→ **YOUR TASK**
Could you transcribe every line of the records below word for word, leaving the picture out of your answer?

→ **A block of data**
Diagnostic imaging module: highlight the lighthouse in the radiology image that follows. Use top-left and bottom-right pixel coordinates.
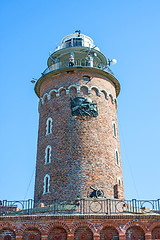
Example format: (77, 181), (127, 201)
(34, 31), (124, 204)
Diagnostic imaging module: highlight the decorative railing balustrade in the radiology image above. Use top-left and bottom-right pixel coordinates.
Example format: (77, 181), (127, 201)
(0, 198), (160, 216)
(42, 59), (114, 75)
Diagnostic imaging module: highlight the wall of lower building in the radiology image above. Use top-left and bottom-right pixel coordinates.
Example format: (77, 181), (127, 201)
(0, 214), (160, 240)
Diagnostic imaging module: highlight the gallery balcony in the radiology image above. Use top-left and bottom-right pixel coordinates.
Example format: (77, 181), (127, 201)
(42, 59), (114, 76)
(0, 198), (160, 216)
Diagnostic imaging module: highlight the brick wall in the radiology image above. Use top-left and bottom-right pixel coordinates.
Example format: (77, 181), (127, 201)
(35, 72), (124, 203)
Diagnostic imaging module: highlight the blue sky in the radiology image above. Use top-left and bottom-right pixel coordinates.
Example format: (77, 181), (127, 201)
(0, 0), (160, 200)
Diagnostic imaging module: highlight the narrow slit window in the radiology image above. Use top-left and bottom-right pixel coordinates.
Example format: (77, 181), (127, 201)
(45, 146), (51, 164)
(45, 177), (49, 192)
(113, 123), (117, 137)
(46, 118), (52, 135)
(48, 120), (51, 134)
(116, 150), (119, 166)
(47, 148), (50, 163)
(44, 174), (50, 193)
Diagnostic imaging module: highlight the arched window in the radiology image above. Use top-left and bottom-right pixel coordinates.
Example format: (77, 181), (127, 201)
(46, 117), (52, 135)
(4, 235), (11, 240)
(45, 145), (52, 164)
(113, 122), (117, 137)
(116, 150), (119, 166)
(43, 174), (50, 194)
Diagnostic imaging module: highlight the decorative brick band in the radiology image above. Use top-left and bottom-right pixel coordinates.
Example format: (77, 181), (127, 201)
(40, 84), (117, 105)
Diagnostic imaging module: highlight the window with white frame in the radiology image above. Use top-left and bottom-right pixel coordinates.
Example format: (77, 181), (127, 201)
(45, 145), (52, 164)
(43, 174), (50, 194)
(117, 177), (121, 185)
(113, 122), (117, 138)
(46, 117), (52, 135)
(115, 150), (119, 166)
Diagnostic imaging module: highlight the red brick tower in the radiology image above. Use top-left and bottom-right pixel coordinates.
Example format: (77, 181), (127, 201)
(34, 31), (124, 203)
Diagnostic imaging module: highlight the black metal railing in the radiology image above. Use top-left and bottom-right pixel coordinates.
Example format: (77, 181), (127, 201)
(0, 198), (160, 216)
(42, 59), (114, 75)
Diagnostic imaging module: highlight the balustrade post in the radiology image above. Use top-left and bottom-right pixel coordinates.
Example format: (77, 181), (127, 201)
(119, 233), (126, 240)
(16, 235), (22, 240)
(41, 235), (48, 240)
(93, 233), (100, 240)
(145, 232), (152, 240)
(67, 234), (74, 240)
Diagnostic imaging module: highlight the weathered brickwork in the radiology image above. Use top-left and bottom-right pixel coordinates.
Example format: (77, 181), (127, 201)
(0, 214), (160, 240)
(35, 71), (124, 203)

→ **TASK OUTPUT**
Diagnostic imaging module: highlight the lighthouse in the radiology image that follows. Use top-left and bottom-right pixel coordinates.
Example format: (77, 181), (127, 201)
(34, 31), (124, 204)
Diagnostic imaging module: highlight the decorative railing balustrade in the radiology image above. Use top-left and bottom-right pixel coordinates.
Example format: (77, 181), (127, 201)
(0, 198), (160, 216)
(42, 59), (114, 75)
Diagnostic imaging module: highlight the wall of lower building in the radiology image above. Use top-left and bottom-right pixel coordinates.
Example format: (77, 181), (127, 201)
(0, 214), (160, 240)
Diagnostic imaging module: highlight the gallery balcony in the radiology image above. Use top-left and bottom-right pixel coordinates.
Example format: (77, 181), (127, 201)
(42, 59), (114, 76)
(0, 198), (160, 216)
Diagnostic imaging module: highlight the brick wall in the radiology image above. Use top-left and bottom-right pixel coordinates.
Example format: (77, 181), (127, 201)
(35, 72), (124, 203)
Diagnostic imaging module: highlight the blue sky in the radiology image above. Use top-left and bottom-right pixel coordinates.
Example format: (77, 181), (127, 201)
(0, 0), (160, 200)
Diagnostic imaging module: highlight the narrow slit window in the radiology image above. Use top-left and bottom-right pixel coordinates.
Example format: (77, 181), (127, 201)
(45, 146), (51, 164)
(45, 177), (49, 192)
(113, 123), (117, 137)
(46, 118), (52, 135)
(48, 120), (51, 134)
(116, 150), (119, 166)
(47, 148), (50, 163)
(44, 174), (50, 193)
Diagnostic imaging module: highlight the arched window in the radiology image above. Use top-left and bottom-right pixel coordinates.
Example format: (77, 181), (127, 201)
(46, 117), (52, 135)
(4, 235), (11, 240)
(45, 145), (52, 164)
(113, 122), (117, 137)
(116, 150), (119, 166)
(43, 174), (50, 194)
Diagnostic imaging module: highlight the decorative brick band in the radiology image above. Use top-left and bottom-right pixel coordinates.
Example format: (77, 181), (127, 201)
(40, 84), (117, 105)
Diagnostic imaging module: highlight the window with white frame in the radiology image above. Use top-left and bottom-right pixel coordinates.
Example format: (77, 181), (127, 201)
(45, 145), (52, 164)
(43, 174), (50, 194)
(117, 177), (121, 185)
(113, 122), (117, 138)
(46, 117), (52, 135)
(115, 150), (119, 166)
Diagnostic imaging module: highlight the red brick tower in the radiology image above. Use top-left and bottom-right pixel coordinates.
Example format: (77, 181), (127, 201)
(34, 31), (124, 203)
Diagnostic imaging module: highlight the black metal railing in the radiology image above. Use top-left and bottom-right pixel coordinates.
Example format: (77, 181), (127, 201)
(0, 198), (160, 216)
(42, 59), (114, 75)
Diagnostic imaging module: highlight the balustrade post in the radiology image above. Use top-left and bottom-right pixel coordinates.
Example format: (77, 181), (127, 201)
(119, 233), (126, 240)
(16, 235), (22, 240)
(41, 235), (48, 240)
(93, 233), (100, 240)
(145, 232), (152, 240)
(67, 234), (74, 240)
Diagnostic imaging module: highlight the weathered brickwork in the radiology image above. Use top-left and bottom-right pixel coordinates.
Example format: (77, 181), (127, 201)
(0, 214), (160, 240)
(35, 71), (124, 203)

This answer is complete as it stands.